■ **Exercise details**
Reproduce all of the material below word for word, omitting any pictures.

■ **Data**

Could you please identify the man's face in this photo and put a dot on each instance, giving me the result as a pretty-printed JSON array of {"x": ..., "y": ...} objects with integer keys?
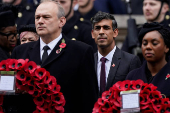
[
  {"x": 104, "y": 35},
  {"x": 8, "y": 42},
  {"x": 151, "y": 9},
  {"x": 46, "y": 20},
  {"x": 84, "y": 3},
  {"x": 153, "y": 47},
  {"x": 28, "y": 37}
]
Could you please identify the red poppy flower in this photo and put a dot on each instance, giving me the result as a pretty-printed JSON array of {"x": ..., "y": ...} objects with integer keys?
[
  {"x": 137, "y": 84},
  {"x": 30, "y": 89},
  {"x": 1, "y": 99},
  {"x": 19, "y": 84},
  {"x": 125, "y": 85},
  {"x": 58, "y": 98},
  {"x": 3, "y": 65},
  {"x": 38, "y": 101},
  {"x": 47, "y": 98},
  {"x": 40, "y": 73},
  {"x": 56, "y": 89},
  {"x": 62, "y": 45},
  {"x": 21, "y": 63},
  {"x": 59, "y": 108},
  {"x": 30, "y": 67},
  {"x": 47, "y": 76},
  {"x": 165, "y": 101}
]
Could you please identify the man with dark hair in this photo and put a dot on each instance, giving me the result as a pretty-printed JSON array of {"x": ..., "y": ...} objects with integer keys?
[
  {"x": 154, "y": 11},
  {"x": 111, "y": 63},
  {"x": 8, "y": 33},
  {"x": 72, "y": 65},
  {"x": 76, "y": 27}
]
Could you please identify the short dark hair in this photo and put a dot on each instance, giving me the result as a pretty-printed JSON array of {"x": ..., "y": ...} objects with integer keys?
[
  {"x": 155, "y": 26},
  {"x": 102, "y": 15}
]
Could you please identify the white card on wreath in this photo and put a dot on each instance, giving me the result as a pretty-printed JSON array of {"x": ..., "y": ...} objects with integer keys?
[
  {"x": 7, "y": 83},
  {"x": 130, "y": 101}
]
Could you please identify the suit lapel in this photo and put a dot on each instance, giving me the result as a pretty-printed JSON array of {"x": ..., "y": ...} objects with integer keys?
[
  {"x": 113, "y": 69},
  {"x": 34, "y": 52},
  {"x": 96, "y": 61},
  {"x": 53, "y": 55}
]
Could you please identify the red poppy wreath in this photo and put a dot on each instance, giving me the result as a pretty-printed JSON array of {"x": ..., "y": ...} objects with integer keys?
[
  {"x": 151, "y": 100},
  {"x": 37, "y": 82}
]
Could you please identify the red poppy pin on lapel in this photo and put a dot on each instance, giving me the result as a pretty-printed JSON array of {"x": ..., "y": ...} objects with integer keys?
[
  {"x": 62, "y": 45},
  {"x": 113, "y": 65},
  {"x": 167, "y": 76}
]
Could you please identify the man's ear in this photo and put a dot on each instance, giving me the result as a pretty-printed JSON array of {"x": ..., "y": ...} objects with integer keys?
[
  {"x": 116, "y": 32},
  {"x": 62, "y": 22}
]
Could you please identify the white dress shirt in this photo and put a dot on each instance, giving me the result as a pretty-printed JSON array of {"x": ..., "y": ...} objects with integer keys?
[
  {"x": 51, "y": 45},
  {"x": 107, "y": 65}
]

■ **Answer below**
Could you please identify the man's face in this photo and put a dot on each instance, giving me the result as a pretty-printed JSON array of {"x": ..., "y": ...} objects with integer keys?
[
  {"x": 104, "y": 35},
  {"x": 8, "y": 42},
  {"x": 151, "y": 9},
  {"x": 46, "y": 20},
  {"x": 84, "y": 3},
  {"x": 153, "y": 47},
  {"x": 28, "y": 37}
]
Could you please identify the red poppy flower in this photo and put a dot on each instance, giving me the result as a pretty-printed JSON array of {"x": ..., "y": ...} objects with integer keys?
[
  {"x": 137, "y": 84},
  {"x": 30, "y": 89},
  {"x": 1, "y": 99},
  {"x": 19, "y": 84},
  {"x": 125, "y": 85},
  {"x": 58, "y": 98},
  {"x": 3, "y": 65},
  {"x": 38, "y": 101},
  {"x": 47, "y": 98},
  {"x": 40, "y": 73},
  {"x": 56, "y": 89},
  {"x": 62, "y": 45},
  {"x": 21, "y": 63},
  {"x": 59, "y": 108},
  {"x": 30, "y": 67},
  {"x": 47, "y": 76},
  {"x": 165, "y": 101}
]
Could you please identify the man with dark hair in this photo and put a dot on each instance, giving me the result as a pretty-printed JSON array of {"x": ..., "y": ...} objects with integer keys?
[
  {"x": 154, "y": 11},
  {"x": 111, "y": 63},
  {"x": 8, "y": 33},
  {"x": 72, "y": 65},
  {"x": 76, "y": 27}
]
Could you please identify the short dark hair in this photo and put a dot on each instance, giving me the result as a pretty-printed JSON array of {"x": ..., "y": ...} objects with integer keys?
[
  {"x": 155, "y": 26},
  {"x": 102, "y": 15}
]
Could you please identify the white card on wreath in this photo and put a dot on each instance, giving me the result as a pretty-printed JSON array of {"x": ..., "y": ...} objects with integer keys?
[
  {"x": 7, "y": 83},
  {"x": 130, "y": 101}
]
Could you please identify the suit lapel in this photo and put a dot on each instance, giving me the result as a pretty-printed JSON array of {"x": ..., "y": ...} objects with integer keys?
[
  {"x": 113, "y": 69},
  {"x": 34, "y": 52},
  {"x": 96, "y": 61},
  {"x": 53, "y": 55}
]
Could you please identify the red poppy wreath in this photo and put a dot on each instance, giving me the result as a pretty-printed JSON array of {"x": ..., "y": ...} objects with integer keys?
[
  {"x": 151, "y": 100},
  {"x": 37, "y": 82}
]
Could you please identify the red poppy pin on lapel in this photo and put a dot on each instance, giving me the result as a pretty-printed JSON array of {"x": ..., "y": ...} objects with integer keys?
[
  {"x": 62, "y": 45},
  {"x": 113, "y": 65},
  {"x": 167, "y": 76}
]
Could you please identify the man's ear in this photo and put a dot on each instance, giving me the result as a pretty-printed JSON array of {"x": ..., "y": ...} objects with integer keys?
[
  {"x": 116, "y": 32},
  {"x": 62, "y": 22}
]
Could you please identify the white dress shirt in this photo and put a dot on each instance, giving me the result as a pretty-printed JSON array of {"x": ..., "y": ...} objects with integer keys?
[
  {"x": 51, "y": 45},
  {"x": 107, "y": 65}
]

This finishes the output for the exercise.